- What is needed:
Recast every line of the items below as a Markdown table with the columns "Row" and "Line," numbering the rows and leaving out blank lines.

- Supplied data:
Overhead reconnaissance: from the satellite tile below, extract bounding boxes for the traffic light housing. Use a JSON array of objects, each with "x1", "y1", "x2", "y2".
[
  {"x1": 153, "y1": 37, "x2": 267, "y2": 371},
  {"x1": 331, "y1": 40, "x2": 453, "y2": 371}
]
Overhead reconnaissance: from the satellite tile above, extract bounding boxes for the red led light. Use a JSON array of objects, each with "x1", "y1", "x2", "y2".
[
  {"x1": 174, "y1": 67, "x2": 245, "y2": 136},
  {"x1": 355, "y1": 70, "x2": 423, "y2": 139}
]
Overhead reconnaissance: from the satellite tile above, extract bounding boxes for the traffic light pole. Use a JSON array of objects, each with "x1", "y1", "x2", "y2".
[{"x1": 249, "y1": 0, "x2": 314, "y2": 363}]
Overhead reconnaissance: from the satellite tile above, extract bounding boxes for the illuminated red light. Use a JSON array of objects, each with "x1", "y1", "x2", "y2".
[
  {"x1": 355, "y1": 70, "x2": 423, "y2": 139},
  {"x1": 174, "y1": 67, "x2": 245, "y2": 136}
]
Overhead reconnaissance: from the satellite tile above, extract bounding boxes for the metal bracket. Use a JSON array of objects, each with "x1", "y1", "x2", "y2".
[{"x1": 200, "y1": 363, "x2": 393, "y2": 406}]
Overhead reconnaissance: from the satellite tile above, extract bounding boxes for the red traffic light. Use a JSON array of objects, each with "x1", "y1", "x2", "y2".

- The response:
| Row | Line |
|---|---|
| 1 | Overhead reconnaissance: from the satellite tile below, extract bounding boxes for the traffic light housing. Use a JSON array of objects, each with "x1", "y1", "x2", "y2". |
| 2 | [ |
| 3 |   {"x1": 153, "y1": 37, "x2": 267, "y2": 371}, |
| 4 |   {"x1": 331, "y1": 40, "x2": 453, "y2": 371} |
| 5 | ] |
| 6 | Overhead reconnaissance: from the satellite tile above, extract bounding boxes for the red led light. Use a JSON array of objects, each with "x1", "y1", "x2", "y2". |
| 7 | [ |
| 8 |   {"x1": 174, "y1": 67, "x2": 245, "y2": 136}, |
| 9 |   {"x1": 355, "y1": 70, "x2": 423, "y2": 139} |
| 10 | ] |
| 11 | Overhead reconnaissance: from the satellite tile above, extract bounding boxes for the traffic light pole. Use a JSON array of objects, each with "x1", "y1", "x2", "y2". |
| 12 | [{"x1": 249, "y1": 0, "x2": 314, "y2": 363}] |
| 13 | Overhead reconnaissance: from the satellite tile above, extract bounding boxes for the illuminated red light. Use a JSON array of objects, each with "x1", "y1", "x2", "y2". |
| 14 | [ |
| 15 |   {"x1": 355, "y1": 70, "x2": 423, "y2": 139}, |
| 16 |   {"x1": 174, "y1": 67, "x2": 245, "y2": 136} |
| 17 | ] |
| 18 | Overhead reconnaissance: from the satellite tile above, extract bounding boxes for the metal bracket. Use a JSON array of objects, each with "x1", "y1", "x2", "y2". |
| 19 | [{"x1": 200, "y1": 363, "x2": 393, "y2": 406}] |
| 20 | Overhead reconnaissance: from the satellite tile above, extract bounding boxes for the red traffic light. Use a JSON array of objects, each with "x1", "y1", "x2", "y2". |